* **DATA EXTRACT**:
- Opening Delimiter -

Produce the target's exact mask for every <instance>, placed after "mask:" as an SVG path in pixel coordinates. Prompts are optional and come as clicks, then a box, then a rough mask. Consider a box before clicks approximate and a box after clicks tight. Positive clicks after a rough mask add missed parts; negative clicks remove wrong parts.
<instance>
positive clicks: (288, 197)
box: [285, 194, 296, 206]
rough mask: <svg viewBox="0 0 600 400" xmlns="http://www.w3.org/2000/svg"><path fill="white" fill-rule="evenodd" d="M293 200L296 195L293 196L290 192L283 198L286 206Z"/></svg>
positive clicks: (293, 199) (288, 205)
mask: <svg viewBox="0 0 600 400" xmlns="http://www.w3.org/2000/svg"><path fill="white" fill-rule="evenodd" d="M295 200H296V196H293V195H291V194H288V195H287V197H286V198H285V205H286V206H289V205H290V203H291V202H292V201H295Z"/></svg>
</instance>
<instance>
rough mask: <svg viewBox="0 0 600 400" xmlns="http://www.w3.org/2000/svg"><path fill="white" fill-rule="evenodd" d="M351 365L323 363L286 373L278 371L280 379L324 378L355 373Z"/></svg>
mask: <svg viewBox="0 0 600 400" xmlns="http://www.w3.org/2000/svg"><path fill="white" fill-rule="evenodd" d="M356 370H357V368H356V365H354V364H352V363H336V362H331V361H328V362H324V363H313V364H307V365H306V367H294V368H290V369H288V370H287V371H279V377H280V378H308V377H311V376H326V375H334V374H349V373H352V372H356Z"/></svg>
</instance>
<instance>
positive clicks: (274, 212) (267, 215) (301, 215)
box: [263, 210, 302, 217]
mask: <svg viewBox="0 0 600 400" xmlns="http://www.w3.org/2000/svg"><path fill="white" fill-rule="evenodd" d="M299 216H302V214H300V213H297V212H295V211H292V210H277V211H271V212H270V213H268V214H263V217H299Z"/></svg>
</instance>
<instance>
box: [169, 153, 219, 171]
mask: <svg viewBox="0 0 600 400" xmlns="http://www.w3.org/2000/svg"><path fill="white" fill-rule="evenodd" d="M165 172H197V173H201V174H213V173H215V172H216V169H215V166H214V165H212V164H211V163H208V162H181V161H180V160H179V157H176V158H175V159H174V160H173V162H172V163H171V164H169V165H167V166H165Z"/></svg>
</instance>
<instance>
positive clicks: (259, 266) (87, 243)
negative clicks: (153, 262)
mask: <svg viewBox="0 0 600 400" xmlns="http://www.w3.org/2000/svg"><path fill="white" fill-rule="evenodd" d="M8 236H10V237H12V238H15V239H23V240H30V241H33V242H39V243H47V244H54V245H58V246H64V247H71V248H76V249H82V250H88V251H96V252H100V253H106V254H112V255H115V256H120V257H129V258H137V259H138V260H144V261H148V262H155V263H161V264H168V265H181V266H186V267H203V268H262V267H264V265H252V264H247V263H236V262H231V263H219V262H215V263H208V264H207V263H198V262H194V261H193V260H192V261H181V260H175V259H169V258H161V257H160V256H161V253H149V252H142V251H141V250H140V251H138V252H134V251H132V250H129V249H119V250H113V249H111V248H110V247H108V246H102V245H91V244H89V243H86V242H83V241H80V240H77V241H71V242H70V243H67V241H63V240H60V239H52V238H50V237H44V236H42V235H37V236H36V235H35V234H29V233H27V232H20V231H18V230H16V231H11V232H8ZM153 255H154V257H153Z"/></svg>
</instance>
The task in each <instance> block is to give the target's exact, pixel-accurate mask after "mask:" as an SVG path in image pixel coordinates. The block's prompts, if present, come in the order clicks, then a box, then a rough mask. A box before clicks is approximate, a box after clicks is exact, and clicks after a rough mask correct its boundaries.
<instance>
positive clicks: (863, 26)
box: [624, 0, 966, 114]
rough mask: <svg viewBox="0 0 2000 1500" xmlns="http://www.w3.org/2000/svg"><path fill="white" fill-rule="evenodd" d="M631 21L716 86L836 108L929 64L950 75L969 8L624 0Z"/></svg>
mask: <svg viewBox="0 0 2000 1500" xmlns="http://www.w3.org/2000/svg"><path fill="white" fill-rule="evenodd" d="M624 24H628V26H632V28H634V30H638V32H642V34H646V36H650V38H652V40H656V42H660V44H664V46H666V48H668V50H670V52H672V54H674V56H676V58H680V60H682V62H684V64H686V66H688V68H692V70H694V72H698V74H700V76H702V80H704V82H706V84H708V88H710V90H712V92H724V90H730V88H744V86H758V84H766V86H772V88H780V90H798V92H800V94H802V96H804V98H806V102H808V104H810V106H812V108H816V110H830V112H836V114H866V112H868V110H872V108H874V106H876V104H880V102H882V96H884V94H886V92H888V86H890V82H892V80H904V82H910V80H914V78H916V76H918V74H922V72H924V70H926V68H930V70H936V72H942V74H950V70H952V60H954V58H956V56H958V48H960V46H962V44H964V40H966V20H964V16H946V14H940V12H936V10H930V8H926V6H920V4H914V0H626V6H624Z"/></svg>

- Closing Delimiter -

* **WHAT YOU SHOULD DO**: All of the material above should be transcribed exactly, with no line omitted.

* **OUTPUT FOR THIS TASK**:
Produce the target's exact mask for every <instance>, placed after "mask:" as an SVG path in pixel coordinates. Prompts are optional and come as clicks, then a box, then a rough mask. Consider a box before clicks approximate and a box after clicks tight. Positive clicks after a rough mask add missed parts; negative clicks remove wrong parts.
<instance>
positive clicks: (288, 197)
box: [285, 194, 296, 206]
rough mask: <svg viewBox="0 0 600 400" xmlns="http://www.w3.org/2000/svg"><path fill="white" fill-rule="evenodd" d="M293 200L296 195L293 196L290 192L283 198L286 206Z"/></svg>
positive clicks: (293, 199) (288, 205)
mask: <svg viewBox="0 0 600 400" xmlns="http://www.w3.org/2000/svg"><path fill="white" fill-rule="evenodd" d="M295 200H296V196H293V195H291V194H288V195H287V197H286V198H285V205H286V206H289V205H290V203H291V202H292V201H295Z"/></svg>
</instance>
<instance>
rough mask: <svg viewBox="0 0 600 400" xmlns="http://www.w3.org/2000/svg"><path fill="white" fill-rule="evenodd" d="M351 365L323 363L286 373L278 371L280 379L324 378L355 373Z"/></svg>
mask: <svg viewBox="0 0 600 400" xmlns="http://www.w3.org/2000/svg"><path fill="white" fill-rule="evenodd" d="M356 370H357V368H356V365H354V364H352V363H336V362H331V361H328V362H324V363H313V364H307V365H306V367H294V368H290V369H288V370H287V371H279V377H280V378H308V377H311V376H326V375H334V374H349V373H352V372H356Z"/></svg>
</instance>
<instance>
positive clicks: (274, 212) (267, 215) (301, 215)
box: [263, 210, 302, 217]
mask: <svg viewBox="0 0 600 400" xmlns="http://www.w3.org/2000/svg"><path fill="white" fill-rule="evenodd" d="M299 216H302V214H300V213H297V212H295V211H292V210H277V211H271V212H270V213H268V214H263V217H299Z"/></svg>
</instance>
<instance>
box: [169, 153, 219, 171]
mask: <svg viewBox="0 0 600 400" xmlns="http://www.w3.org/2000/svg"><path fill="white" fill-rule="evenodd" d="M165 172H197V173H201V174H213V173H215V172H216V169H215V166H214V165H212V164H211V163H208V162H181V161H180V160H179V157H176V158H175V159H174V160H173V162H172V163H171V164H169V165H167V166H165Z"/></svg>
</instance>
<instance>
positive clicks: (259, 266) (87, 243)
negative clicks: (153, 262)
mask: <svg viewBox="0 0 600 400" xmlns="http://www.w3.org/2000/svg"><path fill="white" fill-rule="evenodd" d="M8 236H10V237H12V238H15V239H23V240H30V241H33V242H39V243H47V244H54V245H58V246H64V247H71V248H76V249H82V250H88V251H96V252H100V253H106V254H112V255H115V256H120V257H129V258H137V259H138V260H144V261H148V262H155V263H161V264H168V265H181V266H186V267H203V268H262V267H264V265H252V264H247V263H236V262H231V263H219V262H215V263H208V264H207V263H198V262H194V261H193V260H192V261H181V260H175V259H169V258H161V257H160V256H161V253H149V252H142V251H141V250H140V251H138V252H134V251H132V250H129V249H119V250H113V249H111V248H110V247H108V246H102V245H91V244H89V243H86V242H83V241H80V240H77V241H71V242H70V243H67V241H63V240H60V239H52V238H50V237H44V236H42V235H37V236H36V235H35V234H29V233H27V232H20V231H18V230H16V231H11V232H8ZM153 255H154V257H153Z"/></svg>
</instance>
The task in each <instance> block is to give the target's exact, pixel-accurate mask after "mask:" as an SVG path in image pixel coordinates. The block's prompts, if present, come in the order clicks, then a box, then a rough mask. A box before clicks is approximate, a box after clicks is exact, and clicks after a rough mask correct its boundaries.
<instance>
positive clicks: (863, 26)
box: [624, 0, 966, 114]
rough mask: <svg viewBox="0 0 2000 1500" xmlns="http://www.w3.org/2000/svg"><path fill="white" fill-rule="evenodd" d="M631 21L716 86L836 108L929 64L950 75L969 8L624 0Z"/></svg>
mask: <svg viewBox="0 0 2000 1500" xmlns="http://www.w3.org/2000/svg"><path fill="white" fill-rule="evenodd" d="M624 24H628V26H632V28H634V30H638V32H642V34H646V36H650V38H652V40H656V42H660V44H664V46H666V48H668V50H670V52H672V54H674V56H676V58H680V60H682V62H684V64H686V66H688V68H692V70H694V72H698V74H700V76H702V80H704V82H706V84H708V88H710V90H712V92H724V90H730V88H744V86H758V84H766V86H772V88H780V90H798V92H800V94H802V96H804V98H806V102H808V104H810V106H812V108H816V110H830V112H836V114H866V112H868V110H872V108H874V106H876V104H880V102H882V96H884V94H886V92H888V86H890V82H892V80H904V82H910V80H914V78H916V76H918V74H922V72H924V70H926V68H930V70H936V72H942V74H950V70H952V60H954V58H956V56H958V48H960V46H962V44H964V40H966V20H964V16H946V14H940V12H936V10H930V8H926V6H920V4H914V0H626V6H624Z"/></svg>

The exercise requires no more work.